= Página =

↓↓↓

A DOXOLOGIA DO
PAI NOSSO
Denomina-se Doxologia do Pai Nosso a parte final da Oração do Senhor, ou
sejam as palavras: “pois teu é o reino, o poder e a glória para sempre. Amém.”
Esta doxologia tem sido questionada pelos eruditos da Crítica Textual, mas
como estamos acostumados a usá-la e diante da sua beleza e solenidade, parece ser quase temeridade
ventilar este problema. Mas sendo ele real, precisamos tratar dele
realisticamente. O Pastor Cristianini a ele se referiu, em artigo no Ministério
Adventista, Maio-Junho de 1972, páginas 16 e 17;
posteriormente, pela mesma revista, Janeiro-Fevereiro de 75, o Professor Aécio
Cairus do nosso colégio irmão da Argentina, tocou na mesma tecla, reconhecendo
que ela não foi ensinada por Cristo, mas talvez por predileção pessoal, insiste
que estas palavras não devem ser retiradas.
Apresentarei o problema, porque todas as pessoas esclarecidas devem
conhecê-lo evidentemente, deixando a cada um o direito de seguir a orientação
que melhor lhe convier.
Sempre me lembro
do incidente passado na sala onde Cristo foi julgado, com um grupo de turistas
e a freira que nos orientava.
Depois de interessante e útil palestra relembrando episódios do julgamento
de Cristo, ela pediu que todos juntos cantássemos um hino católico, que nós
desconhecíamos. Pastor Vyhmeister, líder do grupo, atalhou incontinenti,
sugerindo que todos recitássemos a Oração do Senhor, o que foi feito sob a
liderança da freira. Chegando á expressão — livra-nos do mal, ela silenciou, enquanto todos prosseguimos na doxologia.
Sem dúvida ela estava mais certa do que nós.
Para melhor compreensão deste estudo, são necessárias algumas rápidas
noções de Crítica Textual, como classificação dos manuscritos, seu agrupamento
em famílias e o que é uma variante.
1. Classificação
de Manuscritos.
À medida que novos manuscritos iam sendo descobertos, os estudiosos
sentiram a necessidade de classificá-los, visando facilitar seu estudo e
referências posteriores.

↑↑↑

Prossiga com o texto sobre a doxologia do Pai Nosso, começando logo depois da última frase. As entradas não têm nada a ver com isso.

Trechos do conjunto de dados de apontamento:
↓↓↓

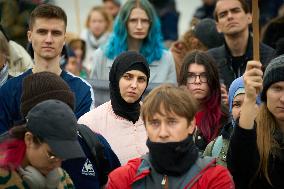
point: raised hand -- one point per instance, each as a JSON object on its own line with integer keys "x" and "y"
{"x": 253, "y": 79}
{"x": 253, "y": 85}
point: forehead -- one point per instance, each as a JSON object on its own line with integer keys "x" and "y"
{"x": 138, "y": 13}
{"x": 135, "y": 73}
{"x": 49, "y": 24}
{"x": 223, "y": 5}
{"x": 239, "y": 97}
{"x": 96, "y": 14}
{"x": 196, "y": 68}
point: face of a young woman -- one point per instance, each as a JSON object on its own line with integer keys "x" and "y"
{"x": 275, "y": 100}
{"x": 97, "y": 23}
{"x": 40, "y": 156}
{"x": 197, "y": 81}
{"x": 132, "y": 85}
{"x": 138, "y": 24}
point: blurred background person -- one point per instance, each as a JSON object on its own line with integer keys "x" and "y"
{"x": 98, "y": 28}
{"x": 205, "y": 10}
{"x": 169, "y": 17}
{"x": 112, "y": 7}
{"x": 196, "y": 39}
{"x": 137, "y": 28}
{"x": 78, "y": 46}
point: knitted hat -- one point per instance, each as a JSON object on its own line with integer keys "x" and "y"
{"x": 274, "y": 72}
{"x": 43, "y": 86}
{"x": 206, "y": 32}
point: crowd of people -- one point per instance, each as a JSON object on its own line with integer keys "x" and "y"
{"x": 214, "y": 121}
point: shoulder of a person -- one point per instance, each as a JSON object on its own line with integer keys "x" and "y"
{"x": 75, "y": 81}
{"x": 217, "y": 176}
{"x": 127, "y": 172}
{"x": 94, "y": 115}
{"x": 14, "y": 83}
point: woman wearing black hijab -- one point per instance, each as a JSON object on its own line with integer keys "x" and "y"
{"x": 118, "y": 120}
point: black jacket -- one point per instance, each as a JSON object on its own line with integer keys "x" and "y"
{"x": 224, "y": 58}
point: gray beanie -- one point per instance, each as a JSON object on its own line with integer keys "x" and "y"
{"x": 274, "y": 72}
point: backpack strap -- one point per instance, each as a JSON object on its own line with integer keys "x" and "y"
{"x": 217, "y": 146}
{"x": 198, "y": 168}
{"x": 97, "y": 150}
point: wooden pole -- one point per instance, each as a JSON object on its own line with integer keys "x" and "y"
{"x": 77, "y": 8}
{"x": 255, "y": 29}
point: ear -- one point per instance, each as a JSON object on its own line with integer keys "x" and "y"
{"x": 249, "y": 15}
{"x": 191, "y": 126}
{"x": 28, "y": 139}
{"x": 29, "y": 34}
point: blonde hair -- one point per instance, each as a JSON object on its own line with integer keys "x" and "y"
{"x": 107, "y": 17}
{"x": 266, "y": 143}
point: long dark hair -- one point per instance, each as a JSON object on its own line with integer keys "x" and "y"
{"x": 210, "y": 124}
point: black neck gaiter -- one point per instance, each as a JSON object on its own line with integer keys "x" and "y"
{"x": 173, "y": 158}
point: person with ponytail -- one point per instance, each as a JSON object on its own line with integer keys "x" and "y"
{"x": 199, "y": 76}
{"x": 256, "y": 152}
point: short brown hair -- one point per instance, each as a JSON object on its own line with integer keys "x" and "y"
{"x": 103, "y": 12}
{"x": 173, "y": 99}
{"x": 47, "y": 11}
{"x": 244, "y": 5}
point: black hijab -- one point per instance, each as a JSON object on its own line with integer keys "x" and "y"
{"x": 126, "y": 61}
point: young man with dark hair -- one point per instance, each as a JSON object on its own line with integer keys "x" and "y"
{"x": 233, "y": 19}
{"x": 47, "y": 33}
{"x": 173, "y": 160}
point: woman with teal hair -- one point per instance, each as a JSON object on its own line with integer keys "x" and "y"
{"x": 137, "y": 28}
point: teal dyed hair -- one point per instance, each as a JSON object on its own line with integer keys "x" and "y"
{"x": 152, "y": 46}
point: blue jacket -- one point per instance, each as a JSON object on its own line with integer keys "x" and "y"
{"x": 11, "y": 91}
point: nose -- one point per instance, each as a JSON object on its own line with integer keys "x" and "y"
{"x": 49, "y": 38}
{"x": 197, "y": 79}
{"x": 163, "y": 132}
{"x": 139, "y": 24}
{"x": 282, "y": 97}
{"x": 134, "y": 84}
{"x": 230, "y": 15}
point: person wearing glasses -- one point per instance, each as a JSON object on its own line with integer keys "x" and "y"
{"x": 31, "y": 154}
{"x": 136, "y": 28}
{"x": 199, "y": 76}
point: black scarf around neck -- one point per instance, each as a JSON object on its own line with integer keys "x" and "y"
{"x": 126, "y": 61}
{"x": 173, "y": 158}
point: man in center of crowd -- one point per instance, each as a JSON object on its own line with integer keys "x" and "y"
{"x": 173, "y": 161}
{"x": 233, "y": 19}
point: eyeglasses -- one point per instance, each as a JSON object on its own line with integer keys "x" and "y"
{"x": 192, "y": 77}
{"x": 135, "y": 21}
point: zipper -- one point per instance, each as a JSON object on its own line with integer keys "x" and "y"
{"x": 164, "y": 182}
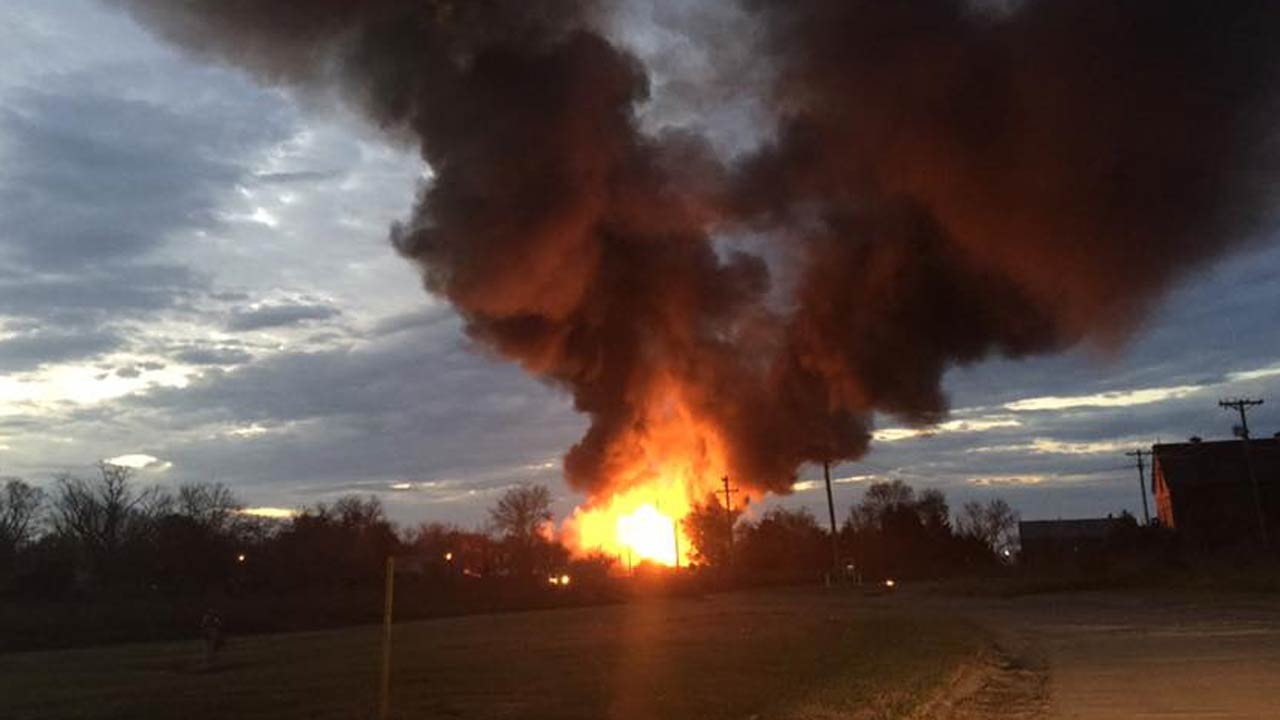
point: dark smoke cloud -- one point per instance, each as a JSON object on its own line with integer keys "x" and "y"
{"x": 947, "y": 181}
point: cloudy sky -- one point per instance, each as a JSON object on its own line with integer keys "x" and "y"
{"x": 195, "y": 279}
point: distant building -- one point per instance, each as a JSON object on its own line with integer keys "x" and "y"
{"x": 1203, "y": 491}
{"x": 1055, "y": 542}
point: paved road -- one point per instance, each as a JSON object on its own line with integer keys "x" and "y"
{"x": 1129, "y": 656}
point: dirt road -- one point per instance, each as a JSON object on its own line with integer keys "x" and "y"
{"x": 1130, "y": 656}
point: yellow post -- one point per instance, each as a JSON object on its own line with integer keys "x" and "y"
{"x": 384, "y": 697}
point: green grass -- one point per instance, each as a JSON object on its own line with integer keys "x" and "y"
{"x": 777, "y": 654}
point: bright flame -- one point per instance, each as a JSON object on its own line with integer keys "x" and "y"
{"x": 658, "y": 473}
{"x": 649, "y": 534}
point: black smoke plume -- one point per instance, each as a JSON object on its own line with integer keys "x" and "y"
{"x": 947, "y": 180}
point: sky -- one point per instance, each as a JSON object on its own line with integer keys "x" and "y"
{"x": 196, "y": 281}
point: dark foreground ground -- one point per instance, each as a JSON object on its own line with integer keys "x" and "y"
{"x": 781, "y": 654}
{"x": 777, "y": 654}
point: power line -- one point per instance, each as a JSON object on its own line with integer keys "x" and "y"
{"x": 1242, "y": 406}
{"x": 831, "y": 515}
{"x": 1142, "y": 482}
{"x": 728, "y": 514}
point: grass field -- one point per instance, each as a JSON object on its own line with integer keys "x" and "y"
{"x": 771, "y": 654}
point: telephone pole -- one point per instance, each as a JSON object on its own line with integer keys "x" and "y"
{"x": 1242, "y": 406}
{"x": 384, "y": 680}
{"x": 1142, "y": 482}
{"x": 728, "y": 514}
{"x": 831, "y": 515}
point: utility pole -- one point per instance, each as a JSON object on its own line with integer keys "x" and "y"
{"x": 384, "y": 688}
{"x": 1242, "y": 406}
{"x": 831, "y": 515}
{"x": 728, "y": 515}
{"x": 1142, "y": 482}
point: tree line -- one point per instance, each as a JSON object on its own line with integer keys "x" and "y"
{"x": 87, "y": 536}
{"x": 128, "y": 561}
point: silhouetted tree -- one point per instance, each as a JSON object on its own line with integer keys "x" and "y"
{"x": 993, "y": 523}
{"x": 100, "y": 518}
{"x": 709, "y": 531}
{"x": 784, "y": 545}
{"x": 521, "y": 519}
{"x": 19, "y": 510}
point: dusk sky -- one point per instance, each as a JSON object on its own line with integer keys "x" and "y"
{"x": 196, "y": 281}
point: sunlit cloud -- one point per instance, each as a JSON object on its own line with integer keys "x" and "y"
{"x": 270, "y": 513}
{"x": 1006, "y": 481}
{"x": 1046, "y": 446}
{"x": 950, "y": 427}
{"x": 805, "y": 486}
{"x": 138, "y": 461}
{"x": 1118, "y": 399}
{"x": 1260, "y": 374}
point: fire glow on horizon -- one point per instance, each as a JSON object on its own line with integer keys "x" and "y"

↑↑↑

= Resposta do exercício =
A primeira classificação foi feita por Johann Jacob Wettestem, na
introdução de uma edição critica do Novo Testamento Grego, publicado em
1751-1752. Ele classificou os manuscritos unciais conhecidos, pelas letras do
alfabeto latino e os minúsculos pelos números arábicos — 1, 2, 3, 4, 5 etc. Os papiros ainda não
eram conhecidos no seu tempo. Posteriormente, Tischendorf e Von Soden,
prosseguiram neste processo classificatório, mas estes estudos foram colocados
de lado, especialmente o de Von Soden devido à complexidade do seu processo. A
classificação aceita hoje, mundialmente, é a de Gaspar René Gregory, que nada
mais é do que a ampliação do processo começado por Wettestein.
Tischendort introduzira as letras do alfabeto grego para os unciais, desde
que as letras do alfabeto latino já não eram suficientes para os manuscritos
conhecidos no seu tempo.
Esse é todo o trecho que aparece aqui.